By Eleanora I. Robbins, Timothy L. Corley, and Martha H. Conklin

This report is available in pdf format: pdf Robbins.pdf 84KB


Interaction of an acidic mine drainage plume with subsurface material in an alluvial aquifer has released dissolved manganese [(Mn(II)] into the perennial reach of Pinal Creek near Globe, Arizona. A combination of hydrologic and biogeochemical precesses is responsible for precipitation of a fraction of the entering Mn(II) as Mn-oxyhydroxides on surficial sediments, within the streambed sediments, beneath algal mats formed on surficial sediments, and among mosses and emergent aquatic plants. This study focuses on the variety and seasonality of biological processes associated with Mn-oxyhydroxide precipitates formed on glass substrates placed in surface waters characterized by different flows and vegetation. The glass slides were emplaced monthly at a single subreach of Pinal Creek to assess epilithic attachment and Mn oxidation; epiphytic oxidation was assessed periodically also. Oxidized Mn was associated with almost every organism in the consortium at Pinal Creek, from the microscopic to the macroscopic. Epilithic bacteria, fungi, algae, and protozoans were coated with oxidized Mn; every macrophyte examined had patches of oxidized Mn. The dominant epilithic precipitation forms were around holdfasts and within secreted substances. The black holdfasts of the iron bacterium, Leptothrix discophora, and the green alga, Ulothrix sp., were doughnut-shaped forms. Expansive patches of black extracellular polysaccharides were secreted primarily by bacterial filaments and fungal hyphae. The dominant macrophytic precipitation form was clumps of oxidized Mn on mosses, green algae, and cyanobacteria. These clumps are consistent with Mn precipitation by elevated pH during photosynthesis. More Mn-oxide precipitates were found in the spring and summer months than the fall and winter, consistent with biological and chemical activity models, and more formed in swifter water than in slower moving water, consistent with oxygen elevation models. These findings provide a better understanding of the biological factors that influence natural attenuation of Mn at Pinal Creek and identify some of the complex interactions between biota, hydrologic processes, and water chemistry that need to be considered to fully assess the affects of acidic mine drainage on stream systems.

--------

According to the Pinal Creek report, in which months were more Mn-oxide precipitates found?

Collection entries
--------

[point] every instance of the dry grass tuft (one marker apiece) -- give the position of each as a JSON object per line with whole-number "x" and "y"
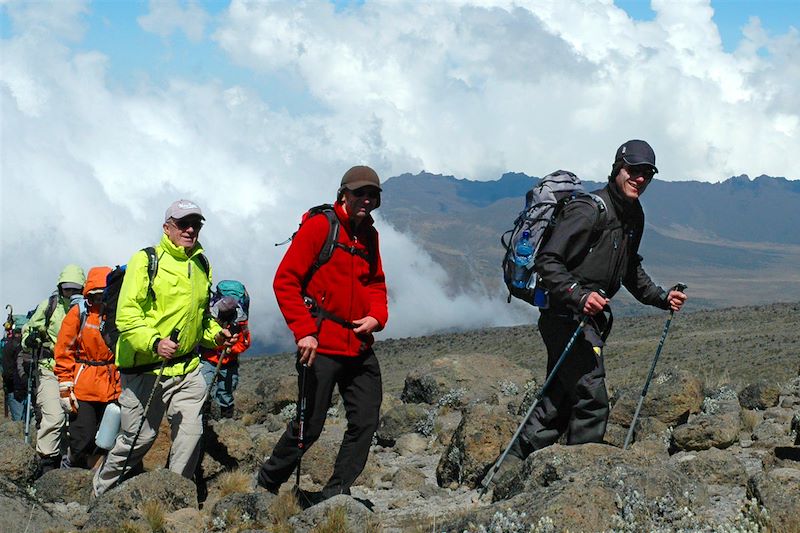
{"x": 234, "y": 482}
{"x": 336, "y": 522}
{"x": 154, "y": 514}
{"x": 283, "y": 507}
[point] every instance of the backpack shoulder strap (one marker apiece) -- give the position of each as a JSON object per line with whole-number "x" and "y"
{"x": 52, "y": 302}
{"x": 152, "y": 268}
{"x": 328, "y": 246}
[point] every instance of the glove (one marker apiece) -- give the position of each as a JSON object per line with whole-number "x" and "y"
{"x": 69, "y": 403}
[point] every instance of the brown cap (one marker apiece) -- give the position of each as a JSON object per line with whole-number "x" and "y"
{"x": 360, "y": 176}
{"x": 182, "y": 208}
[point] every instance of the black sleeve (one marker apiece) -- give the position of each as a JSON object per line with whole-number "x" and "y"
{"x": 642, "y": 287}
{"x": 571, "y": 238}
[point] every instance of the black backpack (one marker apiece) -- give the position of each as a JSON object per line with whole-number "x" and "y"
{"x": 108, "y": 324}
{"x": 543, "y": 203}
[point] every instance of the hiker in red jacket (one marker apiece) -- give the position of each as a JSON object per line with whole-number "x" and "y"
{"x": 332, "y": 311}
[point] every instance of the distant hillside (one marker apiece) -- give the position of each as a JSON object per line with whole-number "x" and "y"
{"x": 735, "y": 242}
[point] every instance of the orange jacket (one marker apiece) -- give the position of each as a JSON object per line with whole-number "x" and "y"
{"x": 81, "y": 354}
{"x": 212, "y": 355}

--------

▶ _WRITTEN RESPONSE_: More were found in the spring and summer months than in the fall and winter.